- **Jobs**:
1. In the Rocket Lab article, who will the first launch from the company's new Virginia launchpad be for?
2. From the Rocket Lab article, echo the passage from "The Neutron will" up to and including "the soon-to-be-public company?".

- **Selected excerpt**:
§ §

And while Beck is kindlier and gentler in nature, his company also takes customers in a warmer embrace. With technologies including its Photon, the CEO says Rocket Lab is the only fully-integrated space transportation company. It can design a satellite for a customer, if need be, and take care of everything related to getting it to orbit – allowing the client to focus purely on an Earth-imaging camera or whatever type of technology they’re trying to get into space.

And only Rocket Lab has launchpads both north and south of the equator. Some US government clients have demanded a Virginia launch, Beck says. But for many, the empty, less regulated NZ skies offer a cheaper and easier path to orbit.

3. More American, more military

Kiwis’ hearts swelled earlier this week as Beck described Neutron’s potential to ferry cargo – including people – to the International Space Station, or even the Moon or Mars.

But the first point about the Neutron in the investor presentation is that it will be “Tailored for commercial and DoD [US Department of Defence] constellation launches.”

And one of the pillars of Rocket Lab’s bullish revenue forecast is that the US Department of Defence is “focused on space infrastructure”.

As a young company, Rocket Lab received breakthrough funding from the US military research wing Darpa. The first launch from its new launchpad in Virginia (and its first on US soil) will be for the US Air Force – a frequent client, along with US military surveillance agencies.

The Neutron will first blast off from the US. LaunchComplex 1 in Mahia is too small to accommodate it – although Beck said later launches from NZ are possible, and that the majority of his company’s staff (currently on a hiring drive toward around 700) will remain based in NZ – even if Rocket Lab moved its corporate headquarters, and most ofits engine manufacturing, to California after Lockheed Martin arrived as a major investor in 2015.

Beck has always emphasised that Rocket Lab launches dual-use, research-based satellites for the US military, with manifests approved by NZ’s space agency. But could a new rocket “tailored to the DoD” provoke any PR problems for the soon-to-be-public company?

On Tuesday, Beck got a taste of possible PR flak to come when he was asked, “Is there any payload you wouldn’t carry?”

“We’ve been very clear from the beginning that weapons are an absolute no-go for us,” Beck said, adding that all Rocket Lab cargo is approved by both the NZ Space Agency and regulators in the US. Will that be enough for big investment funds coming under increasing ethical investment pressure.

So far, at least, it’s been clear skies on that front with both NZ’s ACC and the Australian Government’s Future Fund onboard as Rocket Lab investors ahead of its Nasdaq listing later this year. ACC has not said how much it chipped in, but it bought in during 2017 when Rocket Lab had a US$1b valuation – meaning the Crown insurer’s investment wing is in line to quadruple its money.

§ §

Point labeling data from photos

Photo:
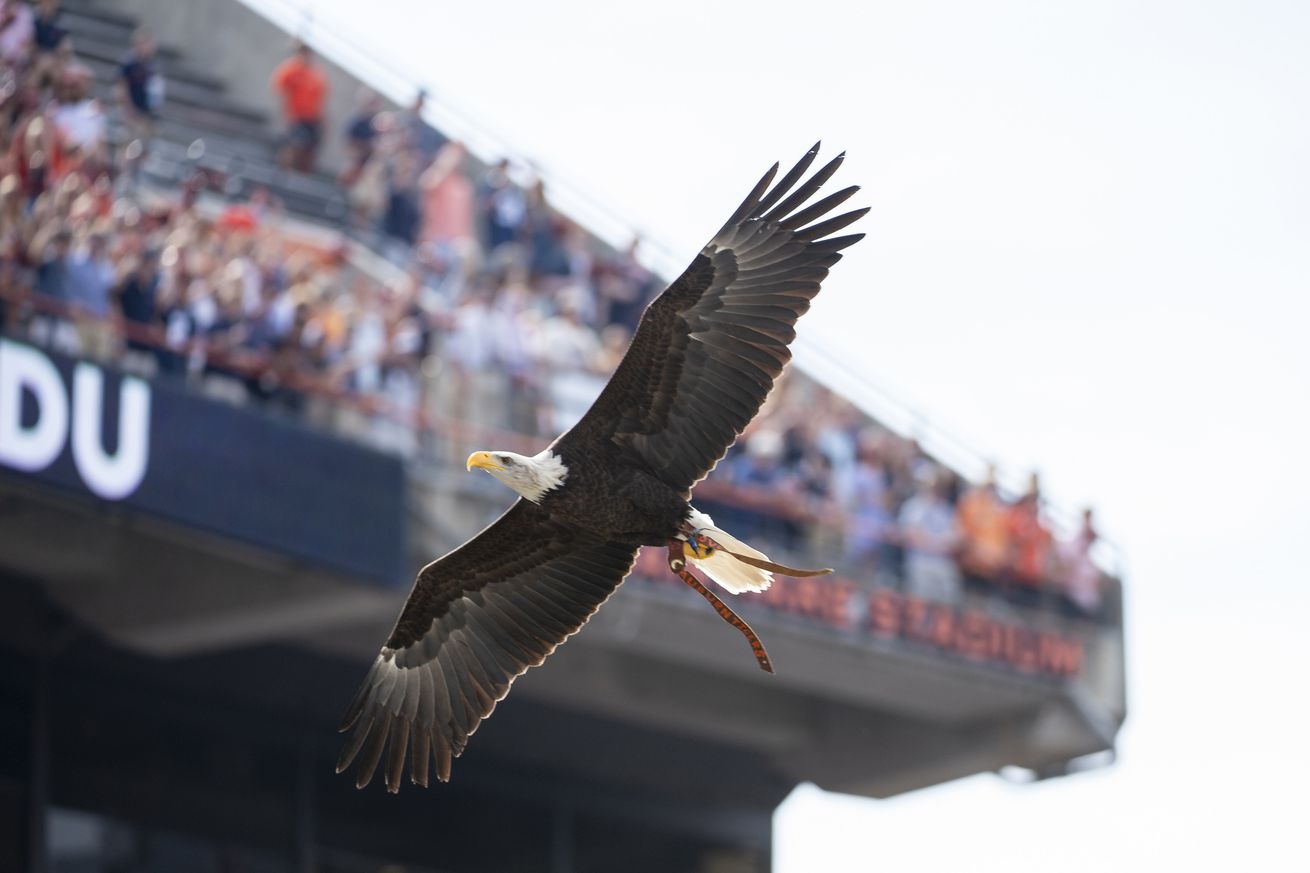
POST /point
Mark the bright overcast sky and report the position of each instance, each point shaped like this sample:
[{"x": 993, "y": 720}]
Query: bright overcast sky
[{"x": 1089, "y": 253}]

§ §

- **Task results**:
1. The US Air Force.

2.
The Neutron will first blast off from the US. LaunchComplex 1 in Mahia is too small to accommodate it – although Beck said later launches from NZ are possible, and that the majority of his company’s staff (currently on a hiring drive toward around 700) will remain based in NZ – even if Rocket Lab moved its corporate headquarters, and most ofits engine manufacturing, to California after Lockheed Martin arrived as a major investor in 2015.

Beck has always emphasised that Rocket Lab launches dual-use, research-based satellites for the US military, with manifests approved by NZ’s space agency. But could a new rocket “tailored to the DoD” provoke any PR problems for the soon-to-be-public company?